- _CONSEGNE_:
[A] Riporti fedelmente il tratto del testo fornito che va da «Radici cristiane e» fino a «le nostre critiche.».
[B] Stabilisca se ciascuna delle seguenti affermazioni concorda con il testo fornito, rispondendo sì o no e citando testualmente le parole decisive: (i) il cardinale Angelo Bagnasco ha definito il Rapporto un atto di amore per l’Europa; (ii) la sintesi introduttiva del Rapporto reca una sola firma; (iii) oggi i critici dell’Unione Europea sono accusati di populismo identitario.

- _TESTO FORNITO_:
Quale futuro per l’Europa?

Osservatorio Internazionale cardinale Van Thuân sulla Dottrina sociale della Chiesa Newsletter n.878 del 23 Marzo 2018

Radici cristiane e relativismo radicale, popoli e politiche dell’Unione

Scienza & Vita, Firenze, 26 marzo 2018

di Stefano Fontana

Il IX Rapporto dell’Osservatorio Cardinale Van Thuân

Il nostro Rapporto sull’Europa [1] esprime un giudizio piuttosto severo sul processo di Unificazione e sull’attuale impostazione dell’Unione Europea fino al punto da considerarla, per alcuni suoi aspetti un progetto fallito, come dice il titolo del Rapporto, e addirittura un pericolo.

Sappiamo bene che una simile valutazione diverge rispetto a quanto si sente dire in ecclesialese come pure in linguaggio politichese, ossia che ci vuole più Europa. Sappiamo anche che oggi i critici dell’Unione Europea sono accusati di populismo identitario. Tuttavia abbiamo ugualmente mosso apertamente le nostre critiche.

Il cardinale Angelo Bagnasco, intervenendo alla presentazione del Rapporto a Roma, lo ha definito un atto di amore per l’Europa. Lo è certamente verso l’Europa, non però verso l’Unione Europea. Alla fine della sintesi introduttiva del Rapporto, firmato oltre che da me anche dagli altri direttori dei sei Centri di ricerca che hanno contribuito alla stesura dello stesso tra i quali il Centro Studi Livatino, si trova scritto che un aiuto all’Europa verrà in futuro proprio da coloro che oggi criticano, anche duramente, l’attuale situazione dell’Unione Europea.

- _MATERIALE FORNITO_:
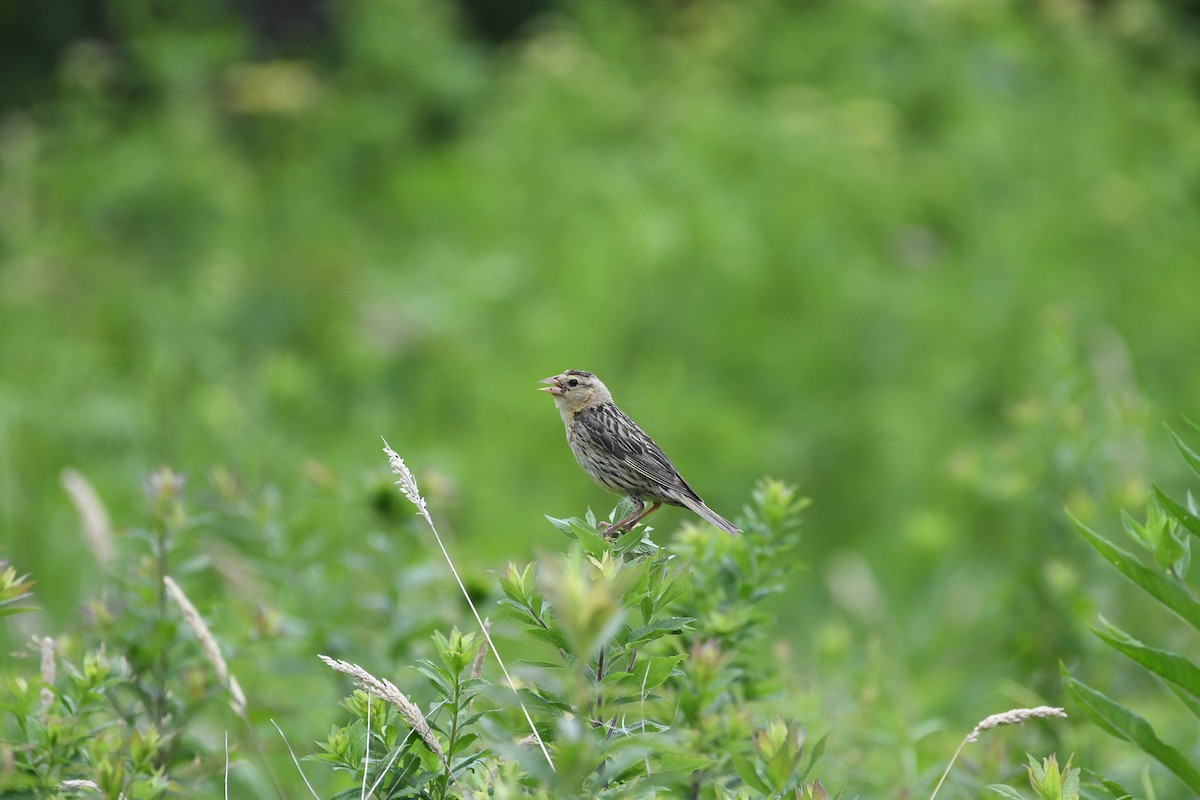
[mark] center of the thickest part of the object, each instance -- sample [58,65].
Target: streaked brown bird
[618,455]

* * *

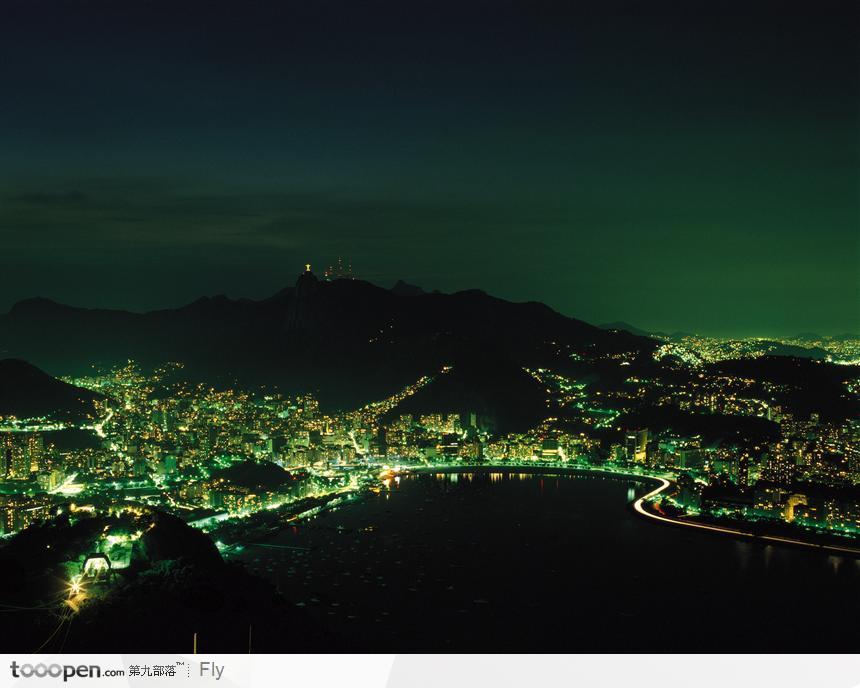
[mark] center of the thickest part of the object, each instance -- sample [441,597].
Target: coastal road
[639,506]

==

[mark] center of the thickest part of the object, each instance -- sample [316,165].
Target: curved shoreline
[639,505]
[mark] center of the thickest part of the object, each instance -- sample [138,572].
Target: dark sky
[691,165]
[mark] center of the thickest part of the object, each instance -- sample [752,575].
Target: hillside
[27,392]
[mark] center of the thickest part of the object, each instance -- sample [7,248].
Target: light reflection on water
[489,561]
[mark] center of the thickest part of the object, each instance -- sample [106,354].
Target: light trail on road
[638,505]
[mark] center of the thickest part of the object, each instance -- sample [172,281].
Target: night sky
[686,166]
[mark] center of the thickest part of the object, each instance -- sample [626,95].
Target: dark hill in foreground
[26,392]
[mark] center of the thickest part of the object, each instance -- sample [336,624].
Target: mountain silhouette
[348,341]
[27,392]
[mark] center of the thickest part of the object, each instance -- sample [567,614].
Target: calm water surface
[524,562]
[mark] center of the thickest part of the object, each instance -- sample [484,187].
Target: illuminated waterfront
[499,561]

- _RISULTATI_:
[A]
Radici cristiane e relativismo radicale, popoli e politiche dell’Unione

Scienza & Vita, Firenze, 26 marzo 2018

di Stefano Fontana

Il IX Rapporto dell’Osservatorio Cardinale Van Thuân

Il nostro Rapporto sull’Europa [1] esprime un giudizio piuttosto severo sul processo di Unificazione e sull’attuale impostazione dell’Unione Europea fino al punto da considerarla, per alcuni suoi aspetti un progetto fallito, come dice il titolo del Rapporto, e addirittura un pericolo.

Sappiamo bene che una simile valutazione diverge rispetto a quanto si sente dire in ecclesialese come pure in linguaggio politichese, ossia che ci vuole più Europa. Sappiamo anche che oggi i critici dell’Unione Europea sono accusati di populismo identitario. Tuttavia abbiamo ugualmente mosso apertamente le nostre critiche.

[B]
(i) Sì: «lo ha definito un atto di amore per l’Europa».
(ii) No: «firmato oltre che da me anche dagli altri direttori dei sei Centri di ricerca».
(iii) Sì: «oggi i critici dell’Unione Europea sono accusati di populismo identitario».